REQUIRED TASK ▸ In the forum post below about incorrect device ID issues, which Python version does the user run?

TEXT PROVIDED ▸
--- begin ---
Incorrect device ID issues.

Gwondori commented 1 year ago

Hi. I'm asking for help because I'm currently having trouble running the command in 'demo'.

Here my environment:

OS: WSL2 Ubuntu (Windows 11) Cuda Version(nvidia-smi): +---------------------------------------------------------------------------------------+ | NVIDIA-SMI 530.47 Driver Version: 531.68 CUDA Version: 12.1 | |-----------------------------------------+----------------------+----------------------+

Installed cuda and cudnn. Checked pytorch used cuda.

Python 3.10.6 (main, Mar 10 2023, 10:55:28) [GCC 11.3.0] on linux
Type "help", "copyright", "credits" or "license" for more information.
>>> import torch
>>> print(torch.cuda.is_available())
True
>>> quit()

Command:

python run.py --resume_from g_p3d_car_pretrained --inv_export_demo_sample --gpus 4 --batch_size 16

Error Message:

/home/euler/Works/algorithms/nerf-from-image/models/stylegan.py:555: SyntaxWarning: assertion is always true, perhaps remove parentheses?
  assert (bs % ng == 0,
Autodetected p3d_car dataset
Namespace(gpus=4, dataset='p3d_car', xid='', resolution=128, batch_size=16, run_inversion=True, resume_from='g_p3d_car_pretrained', root_path='.', data_path='datasets', iterations=300000, lr_g=0.0025, lr_d=0.002, dual_discriminator=False, dual_discriminator_l1=False, dual_discriminator_mse=False, r1=5.0, tv=0.5, entropy=0.05, eikonal=0.1, supervise_alpha=False, conditional_pose=True, augment_p=0, augment_ada=False, ada_target=0.6, path_length_regularization=False, perturb_poses=0, clip_gradient_norm=100.0, fine_sampling=True, attention_values=10, use_sdf=True, use_encoder=False, use_viewdir=False, use_class=False, latent_dim=512, disable_stylegan_noise=True, inv_use_testset=False, inv_use_imagenet_testset=False, inv_use_separate=False, inv_loss='vgg', inv_gain_z=5, inv_steps=None, inv_no_split=False, inv_no_optimize_pose=False, inv_train_coord_only=False, inv_encoder_only=False, inv_export_demo_sample=True, inv_manual_input_path=None, coord_resume_from=None)
--- end ---
DATA BLOCK ▸
--- begin ---
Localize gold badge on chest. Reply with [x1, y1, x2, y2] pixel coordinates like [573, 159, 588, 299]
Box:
--- end ---
EXERCISE RESULT ▸ Python 3.10.6